Word for word, restate the data that follows, omitting the images.

Input data:
__________
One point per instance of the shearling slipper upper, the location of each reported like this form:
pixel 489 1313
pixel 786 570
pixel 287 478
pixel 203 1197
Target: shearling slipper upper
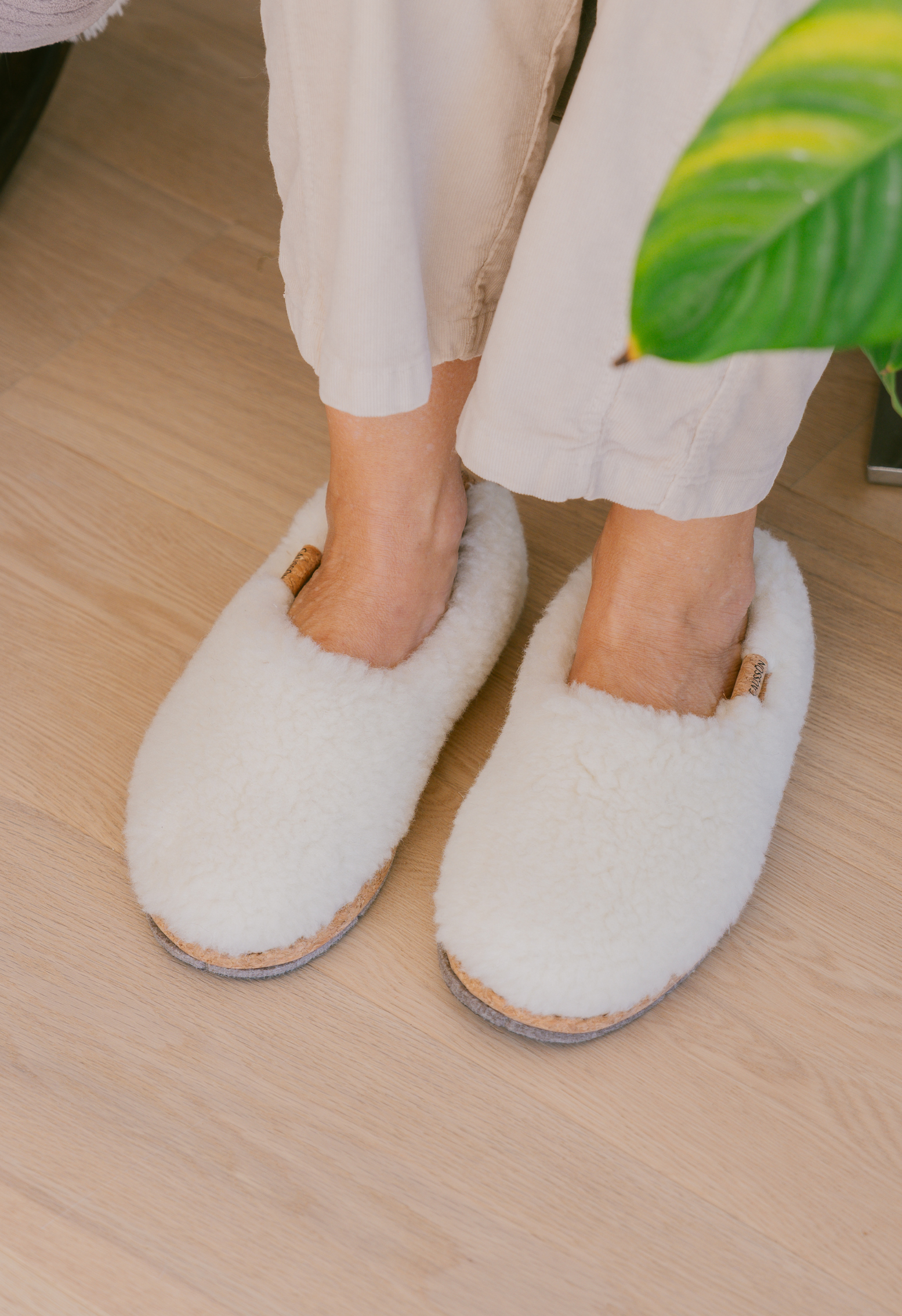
pixel 277 778
pixel 605 847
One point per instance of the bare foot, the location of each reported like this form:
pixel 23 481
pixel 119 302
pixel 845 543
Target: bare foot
pixel 396 508
pixel 668 610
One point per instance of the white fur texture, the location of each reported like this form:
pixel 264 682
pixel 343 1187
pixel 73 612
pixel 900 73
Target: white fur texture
pixel 277 778
pixel 607 847
pixel 100 26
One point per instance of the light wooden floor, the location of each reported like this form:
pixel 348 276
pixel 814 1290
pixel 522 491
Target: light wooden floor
pixel 349 1140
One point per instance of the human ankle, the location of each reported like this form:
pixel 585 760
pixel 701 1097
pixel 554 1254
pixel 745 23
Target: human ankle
pixel 667 610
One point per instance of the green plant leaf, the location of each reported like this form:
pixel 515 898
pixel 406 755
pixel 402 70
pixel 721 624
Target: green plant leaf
pixel 886 360
pixel 781 225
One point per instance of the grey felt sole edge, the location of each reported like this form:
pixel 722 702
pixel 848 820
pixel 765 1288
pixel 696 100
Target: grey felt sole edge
pixel 273 970
pixel 538 1035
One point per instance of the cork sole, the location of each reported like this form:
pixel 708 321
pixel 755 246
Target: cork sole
pixel 282 960
pixel 542 1028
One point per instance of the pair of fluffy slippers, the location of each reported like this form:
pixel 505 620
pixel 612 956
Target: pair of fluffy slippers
pixel 603 852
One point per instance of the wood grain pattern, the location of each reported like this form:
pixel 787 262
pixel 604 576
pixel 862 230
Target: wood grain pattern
pixel 350 1138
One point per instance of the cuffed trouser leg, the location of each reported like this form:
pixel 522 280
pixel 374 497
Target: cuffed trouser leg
pixel 550 414
pixel 408 140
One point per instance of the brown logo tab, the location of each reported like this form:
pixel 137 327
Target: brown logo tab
pixel 303 567
pixel 752 677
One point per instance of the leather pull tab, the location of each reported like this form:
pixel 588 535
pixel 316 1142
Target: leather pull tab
pixel 752 677
pixel 303 567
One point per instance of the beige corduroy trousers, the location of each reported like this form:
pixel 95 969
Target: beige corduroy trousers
pixel 422 224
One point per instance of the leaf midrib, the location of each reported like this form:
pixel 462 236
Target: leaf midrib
pixel 893 140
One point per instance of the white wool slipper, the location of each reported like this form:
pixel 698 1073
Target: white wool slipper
pixel 605 847
pixel 277 779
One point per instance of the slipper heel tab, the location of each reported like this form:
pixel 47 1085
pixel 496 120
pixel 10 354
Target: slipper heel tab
pixel 752 677
pixel 303 566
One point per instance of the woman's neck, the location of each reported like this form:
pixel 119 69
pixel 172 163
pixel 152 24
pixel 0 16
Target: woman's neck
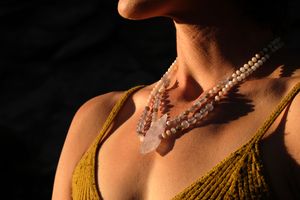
__________
Answer for this exercise:
One point per instance of the shearling slipper upper, the location of each reported like this form:
pixel 489 1313
pixel 786 570
pixel 287 478
pixel 203 1197
Target: shearling slipper upper
pixel 277 778
pixel 605 847
One point per instance of the bare foot, the location of each reported like this form:
pixel 23 481
pixel 119 302
pixel 845 543
Target: bare foot
pixel 396 508
pixel 668 610
One point per instance of the white fur texture, the location of each reported like this form:
pixel 264 682
pixel 343 1187
pixel 73 612
pixel 900 73
Target: white fur texture
pixel 277 778
pixel 607 847
pixel 100 26
One point per instance of the light wooden floor, the location of each reported like this form:
pixel 348 276
pixel 814 1290
pixel 522 491
Target: light wooden floor
pixel 349 1140
One point per instance of the human ankle, the location of each reported like this form:
pixel 585 760
pixel 701 1097
pixel 554 1254
pixel 745 23
Target: human ankle
pixel 667 610
One point per instance of the green plant leaf, the location of each reported like this form:
pixel 515 898
pixel 406 755
pixel 402 70
pixel 721 624
Target: green plant leaf
pixel 886 360
pixel 781 225
One point per instance of the grey felt sole edge, the location of each reported like this form:
pixel 722 702
pixel 848 820
pixel 765 1288
pixel 696 100
Target: grey felt sole edge
pixel 273 970
pixel 538 1035
One point per instance of the cork sole, the location of each reported like this form:
pixel 708 321
pixel 755 246
Target: cork sole
pixel 282 960
pixel 542 1028
One point per instance of the pair of fluffy slippers, the location of each reported like this form:
pixel 505 620
pixel 612 956
Target: pair of fluffy slippers
pixel 603 852
One point per instance of the wood grain pattern, the location of each reported like this form:
pixel 787 262
pixel 604 576
pixel 862 230
Target: wood grain pattern
pixel 350 1138
One point per instance of the cuffed trouser leg, the location of each reported like this form:
pixel 522 280
pixel 374 497
Target: cuffed trouser leg
pixel 550 414
pixel 408 140
One point per instance of the brown logo tab, the location of each reported like this form:
pixel 137 327
Target: brown logo tab
pixel 303 567
pixel 752 677
One point per instance of the leather pull tab, the location of each reported like this form:
pixel 588 535
pixel 316 1142
Target: leather pull tab
pixel 752 677
pixel 303 567
One point per instance of the beige corduroy trousers, the location of each reported like this form:
pixel 95 969
Target: beige corduroy trousers
pixel 422 224
One point per instance of the leaf midrib, the location of each reported like this form:
pixel 462 236
Target: leaf midrib
pixel 893 140
One point per instance of the white wool slipper, the location of each reported like this form:
pixel 698 1073
Target: white wool slipper
pixel 605 847
pixel 277 779
One point per instance of the slipper heel tab, the location of each reported like this form:
pixel 47 1085
pixel 496 120
pixel 10 354
Target: slipper heel tab
pixel 752 677
pixel 303 566
One point per instance of the woman's neck, the location of each reported like this form:
pixel 119 69
pixel 172 163
pixel 152 24
pixel 0 16
Target: woman's neck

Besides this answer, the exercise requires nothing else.